▶ **Requirements**
Please reproduce all of the lines below word for word.

▶ **Material for this task**

☆ ☆ ☆ ☆ ☆

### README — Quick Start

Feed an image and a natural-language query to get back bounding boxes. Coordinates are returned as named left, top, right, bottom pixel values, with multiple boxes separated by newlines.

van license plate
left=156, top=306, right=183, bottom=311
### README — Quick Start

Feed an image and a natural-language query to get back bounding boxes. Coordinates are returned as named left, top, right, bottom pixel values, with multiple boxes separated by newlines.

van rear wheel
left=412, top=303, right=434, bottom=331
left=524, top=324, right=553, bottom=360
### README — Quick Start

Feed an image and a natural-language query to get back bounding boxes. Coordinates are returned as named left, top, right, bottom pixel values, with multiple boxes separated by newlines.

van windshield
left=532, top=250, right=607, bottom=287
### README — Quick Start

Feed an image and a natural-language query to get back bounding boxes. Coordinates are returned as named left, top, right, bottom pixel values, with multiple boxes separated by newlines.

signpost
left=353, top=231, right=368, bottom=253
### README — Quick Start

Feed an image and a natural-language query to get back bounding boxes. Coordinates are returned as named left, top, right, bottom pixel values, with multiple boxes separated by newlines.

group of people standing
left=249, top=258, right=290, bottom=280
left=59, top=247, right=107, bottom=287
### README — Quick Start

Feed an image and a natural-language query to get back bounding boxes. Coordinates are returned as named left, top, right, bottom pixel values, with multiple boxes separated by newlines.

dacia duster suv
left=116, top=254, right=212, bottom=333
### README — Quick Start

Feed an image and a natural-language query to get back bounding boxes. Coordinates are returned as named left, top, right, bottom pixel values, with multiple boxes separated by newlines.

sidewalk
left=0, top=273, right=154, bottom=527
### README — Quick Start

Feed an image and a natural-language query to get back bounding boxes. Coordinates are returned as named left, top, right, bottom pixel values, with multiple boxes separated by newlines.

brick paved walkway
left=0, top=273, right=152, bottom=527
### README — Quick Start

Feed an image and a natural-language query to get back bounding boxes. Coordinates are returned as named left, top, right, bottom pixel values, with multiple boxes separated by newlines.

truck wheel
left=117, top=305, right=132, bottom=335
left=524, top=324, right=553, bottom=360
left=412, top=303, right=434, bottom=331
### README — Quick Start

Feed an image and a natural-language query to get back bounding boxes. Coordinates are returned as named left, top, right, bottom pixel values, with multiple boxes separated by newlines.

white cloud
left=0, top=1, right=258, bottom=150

☆ ☆ ☆ ☆ ☆

▶ **Result of this exercise**
### README — Quick Start

Feed an image and a natural-language query to get back bounding boxes. Coordinates are returned as named left, top, right, bottom pixel values, with multiple boxes separated by newlines.

van license plate
left=156, top=306, right=183, bottom=311
### README — Quick Start

Feed an image and a natural-language query to get back bounding boxes. Coordinates are returned as named left, top, right, bottom pixel values, with multiple boxes separated by newlines.

van rear wheel
left=412, top=303, right=434, bottom=331
left=524, top=324, right=553, bottom=360
### README — Quick Start

Feed an image and a natural-language query to get back bounding boxes. Coordinates are returned as named left, top, right, bottom pixel values, with multiple boxes separated by newlines.

van windshield
left=532, top=250, right=607, bottom=287
### README — Quick Start

Feed an image and a natural-language query to get back bounding boxes. Coordinates are returned as named left, top, right, bottom pixel values, with multiple boxes separated by newlines.

signpost
left=353, top=231, right=368, bottom=253
### README — Quick Start

Feed an image and a natural-language query to get back bounding boxes. Coordinates are returned as named left, top, right, bottom pixel values, with multiple boxes separated by newlines.

group of people standing
left=249, top=258, right=290, bottom=280
left=59, top=247, right=107, bottom=287
### README — Quick Start

Feed an image and a natural-language query to get back bounding boxes. Coordinates are returned as named left, top, right, bottom pixel values, with multiple boxes separated by newlines.

dacia duster suv
left=116, top=254, right=212, bottom=333
### README — Quick Start

Feed an image and a natural-language query to get back bounding boxes. Coordinates are returned as named left, top, right, bottom pixel values, with multiple boxes separated by newlines.

sidewalk
left=0, top=273, right=154, bottom=527
### README — Quick Start

Feed an image and a natural-language query to get back bounding boxes. Coordinates are returned as named left, top, right, bottom pixel values, with multiple boxes separated by newlines.

brick paved walkway
left=0, top=273, right=152, bottom=527
### README — Quick Start

Feed an image and a natural-language query to get back bounding boxes. Coordinates are returned as named left, top, right, bottom pixel values, with multiple boxes separated by newlines.

truck wheel
left=117, top=305, right=132, bottom=335
left=524, top=324, right=553, bottom=360
left=412, top=303, right=434, bottom=331
### README — Quick Start

Feed an image and a natural-language query to get back bounding boxes. Coordinates are returned as named left, top, right, bottom pixel values, with multiple boxes separated by newlines.

white cloud
left=0, top=1, right=258, bottom=150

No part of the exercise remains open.